• TASKS TO COMPLETE:
1. In the news article on the Fast and Furious weapons, what city was the Mexican beauty queen shot in?
2. Continue the news article on the Fast and Furious weapons from its final sentence.

Two weapons that derived from the controversial federal Operation Fast and Furious gun-tracking program were discovered at the murder crime scene of a Mexican beauty queen last month, it was reported Wednesday.
The weapon in question was a Romanian AK-47-type WASR-10 rifle and was found at the crime scene where a Mexican beauty queen, Maria Susana Flores Gamez, and four others were shot dead in the city of Guamúchil, Sinaloa state, in November, reported CBS News.
The Los Angeles Times reported Wednesday that another weapon at the same crime scene—a 5.7 mm pistol—also came from the botched Fast and Furious, an operation under the Bureau of Alcohol, Tobacco, Firearms and Explosives (ATF). In the program, some 2,000 weapons were lost and allowed to flow across the Mexican border and likely into the hands of violent cartel members.
The crime scene is apparently where suspected Sinaloa drug cartel operatives engaged in a shootout with members of the Mexican military.
Sen. Chuck Grassley (R-Iowa) told CBS that the U.S. Department of Justice (DOJ) did not tell Congress of the latest Fast and Furious gun recovery during the November Sinaloa shootout. Grassley has previously requested that the DOJ inform Congress of any weapons that are found in connection with the gunrunning operation.

Items from a data source:
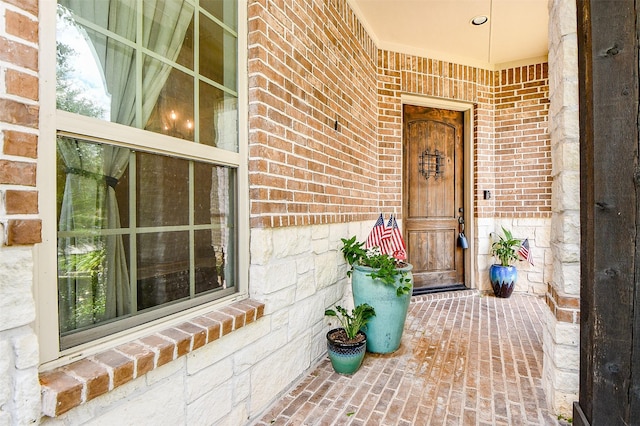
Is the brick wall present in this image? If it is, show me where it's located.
[248,0,382,227]
[0,0,41,425]
[249,0,551,227]
[0,0,41,246]
[495,64,552,217]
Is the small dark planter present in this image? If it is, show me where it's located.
[327,328,367,374]
[489,265,518,298]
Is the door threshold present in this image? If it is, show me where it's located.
[412,284,469,296]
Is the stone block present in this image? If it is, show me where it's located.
[185,317,271,375]
[296,271,316,300]
[252,280,296,315]
[0,247,35,331]
[0,340,14,407]
[233,370,251,406]
[185,382,232,425]
[249,259,298,294]
[249,228,273,265]
[13,367,42,425]
[233,328,287,374]
[272,226,311,259]
[144,358,186,386]
[87,376,186,425]
[249,335,311,413]
[314,251,342,288]
[185,357,233,404]
[0,410,12,426]
[12,329,40,370]
[288,297,325,341]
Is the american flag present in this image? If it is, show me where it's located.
[365,213,391,254]
[387,215,407,260]
[518,238,533,265]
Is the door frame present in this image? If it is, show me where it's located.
[400,93,477,289]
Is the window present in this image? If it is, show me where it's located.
[46,0,246,350]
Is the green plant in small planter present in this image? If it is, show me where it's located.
[341,236,413,353]
[489,227,522,298]
[324,303,376,374]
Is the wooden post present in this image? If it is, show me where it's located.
[574,0,640,425]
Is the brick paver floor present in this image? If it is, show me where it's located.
[255,290,558,426]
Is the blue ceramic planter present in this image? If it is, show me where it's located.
[489,265,518,298]
[351,264,413,354]
[327,328,367,374]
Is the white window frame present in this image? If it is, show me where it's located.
[34,0,249,370]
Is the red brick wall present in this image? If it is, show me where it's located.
[378,51,495,217]
[248,0,383,227]
[249,0,551,227]
[495,63,552,217]
[0,0,42,245]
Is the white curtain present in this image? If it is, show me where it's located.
[60,0,193,319]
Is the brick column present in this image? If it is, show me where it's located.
[0,0,41,425]
[543,0,580,417]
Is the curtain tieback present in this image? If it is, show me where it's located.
[66,167,118,189]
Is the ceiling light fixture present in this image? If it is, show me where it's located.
[471,15,489,25]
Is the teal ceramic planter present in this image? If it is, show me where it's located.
[327,328,367,374]
[489,264,518,298]
[351,264,413,354]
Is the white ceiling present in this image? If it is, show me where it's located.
[348,0,549,69]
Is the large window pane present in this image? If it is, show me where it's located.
[200,15,237,91]
[200,0,238,30]
[56,136,237,347]
[142,0,194,69]
[200,83,238,152]
[136,153,189,227]
[143,62,195,141]
[137,231,190,310]
[57,0,238,146]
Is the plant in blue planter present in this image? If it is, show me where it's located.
[324,303,376,374]
[489,227,521,298]
[341,237,413,354]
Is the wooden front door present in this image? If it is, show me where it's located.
[403,105,464,294]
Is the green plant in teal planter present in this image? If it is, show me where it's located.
[341,237,413,354]
[489,227,521,298]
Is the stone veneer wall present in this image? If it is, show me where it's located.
[0,0,41,425]
[0,0,564,424]
[543,0,580,417]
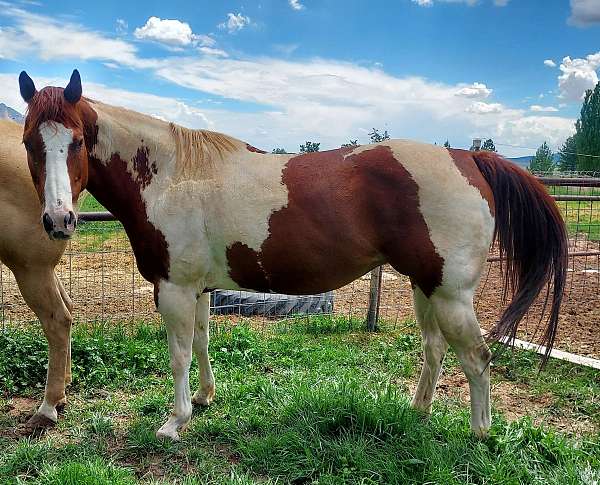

• YOUR WRITTEN ANSWERS:
1. Guamúchil, in Sinaloa state.

2.
CBS traced records showing that Uriel Patino, a suspect who allegedly bought more than 700 Fast and Furious guns, owned the AK-47-type WASR-10 at one time. The 5.7 mm pistol, identified as an FN Herstal manufacture, was purchased by ATF supervisory agent George Gillett Jr. in January 2010, according to the Times.
Gillett declined to give information to the newspaper why he purchased the weapon or how it ended up at the crime scene in Sinaloa.
“I’ve got no comment. I can’t discuss it,” he told the Times. “But it was a lawful transaction.”
In December 2010, two Fast and Furious AK-47s were discovered at the murder scene of U.S. Border Patrol Agent Brian Terry—who has been cited as one of the main casualties in the bungled gunrunning scandal.
The program was intended to stop the flow of firearms into Mexico by tracking where they ended up. However, several thousand weapons were subsequently lost.
The scandal ultimately ensnared Attorney General Eric Holder, who testified in front of Congress but was found by a DOJ internal investigation to be uninformed about the Fast and Furious program.